Bounding box annotation records

- - -

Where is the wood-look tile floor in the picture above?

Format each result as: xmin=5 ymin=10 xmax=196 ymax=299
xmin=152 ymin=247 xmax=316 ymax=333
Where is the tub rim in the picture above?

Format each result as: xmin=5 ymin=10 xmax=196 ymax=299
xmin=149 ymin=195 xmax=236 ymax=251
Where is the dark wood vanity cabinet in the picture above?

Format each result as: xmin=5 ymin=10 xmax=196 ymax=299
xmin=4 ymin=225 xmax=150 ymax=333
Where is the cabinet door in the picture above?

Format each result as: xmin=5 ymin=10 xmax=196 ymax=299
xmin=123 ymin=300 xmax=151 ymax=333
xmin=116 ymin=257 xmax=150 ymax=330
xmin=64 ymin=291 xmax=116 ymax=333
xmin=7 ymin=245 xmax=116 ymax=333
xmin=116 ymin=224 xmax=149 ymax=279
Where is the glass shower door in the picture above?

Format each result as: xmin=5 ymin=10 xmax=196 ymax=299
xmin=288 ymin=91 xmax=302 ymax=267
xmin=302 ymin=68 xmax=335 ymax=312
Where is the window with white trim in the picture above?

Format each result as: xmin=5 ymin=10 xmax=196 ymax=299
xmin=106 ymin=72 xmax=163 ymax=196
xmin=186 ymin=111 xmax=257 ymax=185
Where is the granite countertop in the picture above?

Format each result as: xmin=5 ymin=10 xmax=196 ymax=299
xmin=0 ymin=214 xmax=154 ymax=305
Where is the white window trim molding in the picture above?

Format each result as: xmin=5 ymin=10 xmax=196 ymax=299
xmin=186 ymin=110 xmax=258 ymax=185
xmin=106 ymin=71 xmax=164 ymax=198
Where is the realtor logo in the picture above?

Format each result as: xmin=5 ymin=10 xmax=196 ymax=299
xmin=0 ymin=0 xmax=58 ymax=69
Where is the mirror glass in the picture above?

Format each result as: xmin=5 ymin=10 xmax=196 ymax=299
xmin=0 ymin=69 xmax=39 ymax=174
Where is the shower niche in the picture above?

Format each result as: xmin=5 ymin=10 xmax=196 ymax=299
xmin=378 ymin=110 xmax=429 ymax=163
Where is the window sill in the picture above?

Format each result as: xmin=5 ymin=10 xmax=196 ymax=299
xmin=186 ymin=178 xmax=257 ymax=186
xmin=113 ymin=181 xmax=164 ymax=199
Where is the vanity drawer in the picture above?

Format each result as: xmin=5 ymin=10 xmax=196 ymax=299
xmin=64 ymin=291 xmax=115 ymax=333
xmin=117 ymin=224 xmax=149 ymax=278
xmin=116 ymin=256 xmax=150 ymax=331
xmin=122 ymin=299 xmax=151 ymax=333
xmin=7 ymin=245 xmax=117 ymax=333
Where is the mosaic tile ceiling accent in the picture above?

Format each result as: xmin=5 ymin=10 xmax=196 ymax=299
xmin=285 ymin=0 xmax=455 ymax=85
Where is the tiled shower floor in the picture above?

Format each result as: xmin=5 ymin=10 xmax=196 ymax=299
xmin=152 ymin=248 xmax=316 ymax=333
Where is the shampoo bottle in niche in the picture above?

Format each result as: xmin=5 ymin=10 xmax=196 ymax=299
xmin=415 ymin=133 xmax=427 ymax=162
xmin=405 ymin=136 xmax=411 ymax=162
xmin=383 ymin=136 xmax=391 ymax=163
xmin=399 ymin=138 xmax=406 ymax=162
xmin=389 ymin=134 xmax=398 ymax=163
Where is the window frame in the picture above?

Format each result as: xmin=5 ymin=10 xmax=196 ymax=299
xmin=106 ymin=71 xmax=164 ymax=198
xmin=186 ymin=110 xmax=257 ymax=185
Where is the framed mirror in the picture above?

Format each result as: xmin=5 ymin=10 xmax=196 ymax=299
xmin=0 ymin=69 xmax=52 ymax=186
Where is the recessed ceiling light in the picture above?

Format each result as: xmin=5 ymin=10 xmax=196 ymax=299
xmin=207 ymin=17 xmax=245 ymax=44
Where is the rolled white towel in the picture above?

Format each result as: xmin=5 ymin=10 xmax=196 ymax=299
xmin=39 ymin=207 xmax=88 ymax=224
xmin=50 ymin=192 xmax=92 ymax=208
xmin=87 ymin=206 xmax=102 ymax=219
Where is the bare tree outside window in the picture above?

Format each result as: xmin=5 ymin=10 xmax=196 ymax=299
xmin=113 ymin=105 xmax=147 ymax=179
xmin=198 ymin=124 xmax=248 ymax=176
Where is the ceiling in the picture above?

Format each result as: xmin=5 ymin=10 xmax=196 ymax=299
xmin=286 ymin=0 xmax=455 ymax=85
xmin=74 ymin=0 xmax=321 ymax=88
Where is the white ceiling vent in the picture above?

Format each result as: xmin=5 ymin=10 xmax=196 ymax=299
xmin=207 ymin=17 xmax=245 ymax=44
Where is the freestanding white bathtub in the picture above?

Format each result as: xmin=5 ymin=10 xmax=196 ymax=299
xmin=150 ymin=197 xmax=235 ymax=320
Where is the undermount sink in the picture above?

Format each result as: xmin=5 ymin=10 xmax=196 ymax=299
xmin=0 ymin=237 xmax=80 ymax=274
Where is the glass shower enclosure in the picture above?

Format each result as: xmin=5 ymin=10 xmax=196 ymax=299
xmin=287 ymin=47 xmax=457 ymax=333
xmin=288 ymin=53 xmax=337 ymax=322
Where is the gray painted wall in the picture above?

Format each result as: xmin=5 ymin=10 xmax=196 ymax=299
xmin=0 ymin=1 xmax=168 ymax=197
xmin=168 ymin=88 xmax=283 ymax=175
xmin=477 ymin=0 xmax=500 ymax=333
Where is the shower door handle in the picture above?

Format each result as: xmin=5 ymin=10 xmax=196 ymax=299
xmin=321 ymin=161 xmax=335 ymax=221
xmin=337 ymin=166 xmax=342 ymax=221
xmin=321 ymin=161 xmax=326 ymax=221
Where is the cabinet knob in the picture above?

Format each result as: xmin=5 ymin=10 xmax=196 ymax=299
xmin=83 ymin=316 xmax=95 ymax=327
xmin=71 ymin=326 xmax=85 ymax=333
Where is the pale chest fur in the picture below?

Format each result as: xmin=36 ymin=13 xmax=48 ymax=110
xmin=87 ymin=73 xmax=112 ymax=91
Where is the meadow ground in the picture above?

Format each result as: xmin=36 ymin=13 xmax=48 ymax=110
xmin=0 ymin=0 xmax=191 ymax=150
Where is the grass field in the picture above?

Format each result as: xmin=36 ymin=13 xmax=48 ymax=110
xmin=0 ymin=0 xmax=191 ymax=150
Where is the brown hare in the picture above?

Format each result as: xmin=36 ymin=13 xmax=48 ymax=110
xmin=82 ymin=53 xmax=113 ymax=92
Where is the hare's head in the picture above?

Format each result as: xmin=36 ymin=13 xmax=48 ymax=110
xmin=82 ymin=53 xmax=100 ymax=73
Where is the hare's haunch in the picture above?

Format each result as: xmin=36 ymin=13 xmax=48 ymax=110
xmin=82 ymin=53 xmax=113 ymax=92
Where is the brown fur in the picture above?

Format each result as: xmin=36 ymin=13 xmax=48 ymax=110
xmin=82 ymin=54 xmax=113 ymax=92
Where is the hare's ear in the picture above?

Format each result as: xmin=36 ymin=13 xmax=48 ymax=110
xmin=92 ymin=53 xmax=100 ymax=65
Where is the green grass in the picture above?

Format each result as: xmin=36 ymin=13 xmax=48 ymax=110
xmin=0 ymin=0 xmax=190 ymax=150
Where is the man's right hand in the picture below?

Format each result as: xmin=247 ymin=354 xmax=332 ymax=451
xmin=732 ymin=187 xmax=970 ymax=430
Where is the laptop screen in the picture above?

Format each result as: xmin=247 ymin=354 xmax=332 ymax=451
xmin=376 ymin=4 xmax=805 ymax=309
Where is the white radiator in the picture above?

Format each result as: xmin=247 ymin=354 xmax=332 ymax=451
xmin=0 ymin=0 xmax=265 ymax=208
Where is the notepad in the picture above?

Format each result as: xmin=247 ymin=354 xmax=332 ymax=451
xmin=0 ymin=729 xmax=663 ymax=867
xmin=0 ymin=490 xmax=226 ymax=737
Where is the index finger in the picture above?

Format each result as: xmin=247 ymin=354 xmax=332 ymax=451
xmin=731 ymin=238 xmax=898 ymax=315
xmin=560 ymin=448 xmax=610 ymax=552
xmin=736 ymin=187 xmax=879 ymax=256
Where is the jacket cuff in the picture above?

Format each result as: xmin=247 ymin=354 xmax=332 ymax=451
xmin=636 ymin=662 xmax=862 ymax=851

- - -

* **Challenge**: Render the stretch of records from the line containing "Where is the notepad in the picture above?" through the end of the records as a numbered list, with each line as its own item and blank lines omitted.

* **Finished task**:
1. Where is the notepad in the picture above?
2. Format each result as: xmin=247 ymin=354 xmax=332 ymax=451
3. xmin=0 ymin=729 xmax=663 ymax=867
4. xmin=0 ymin=490 xmax=226 ymax=737
5. Where is the index finger in the picture above?
6. Format each result as: xmin=247 ymin=354 xmax=332 ymax=451
7. xmin=731 ymin=238 xmax=898 ymax=315
8. xmin=560 ymin=448 xmax=610 ymax=552
9. xmin=736 ymin=187 xmax=879 ymax=256
10. Where is the jacket cuff in the picture above?
11. Format each result as: xmin=247 ymin=354 xmax=332 ymax=451
12. xmin=636 ymin=662 xmax=862 ymax=851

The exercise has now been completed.